Thank you for your comment!
Honestly, I don't think I have a solid understanding of this topic.
I hadn't found good material about it...

  1. It would be helpful to add a few details to the README addressing the original question of What does --latency-correction do? along with a brief explanation of Coordinated Omission and how this project attempts to solve it.

Yes, It would be good. I didn't just because I didn't feel like it.

  1. Perhaps behind a flag, can we output both the corrected and uncorrected latencies? You can see that wrk2 from Gil Tene does this here.

It's a good idea. I want it behind a flag because it'll very long output.

When I first saw this flag, I assumed that we would be handling the coordinated omission problem by sending requests at a fixed rate and awaiting the responses in a separate thread(s) so that the load generator continues sending requests to the server at the requested rate independent of the response times (i.e. an open workload generator). But it seems like we have a closed workload generator with a fixed number of workers/connections. My understanding is that we 1) emit tasks to a queue at a certain QPS and 2) have a defined set of consumers pulling tasks off of the queue and running them in a blocking manner. In this model, we handle the coordinated omission problem by keeping track of when the request should have been submitted and use this as the start time when calculating latency.

WRITTEN EXERCISE 1 -
In the comment thread about latency correction, list each step the final paragraph gives for how the writer understands the current setup to work and to handle coordinated omission.
WRITTEN EXERCISE 2 -
Pick up the comment thread about latency correction after its final sentence and carry it on.

PROVIDED DATA -
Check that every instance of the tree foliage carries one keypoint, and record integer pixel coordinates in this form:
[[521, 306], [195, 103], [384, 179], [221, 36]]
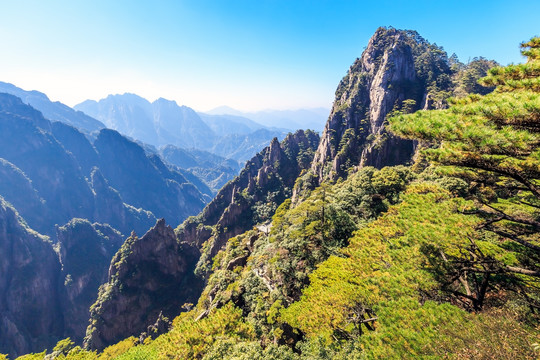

TASK RESPONSE 1 -
- Tasks are emitted to a queue at a certain QPS.
- A defined set of consumers pulls tasks off the queue and runs them in a blocking manner.
- The coordinated omission problem is handled by tracking when each request should have been submitted and using that as the start time when calculating latency.

TASK RESPONSE 2 -
I was wondering if you considered an alternative design of an open workload generator where you submit the requests asynchronously, independent of the response times?

I think our current model behind --latency-correction makes sense because it actually corrects latency by modifying the started timestamp.

I didn't know about open workload generator at the time when I implemented --latency-correction.
But it is also a reasonable choice and it's worth to implement.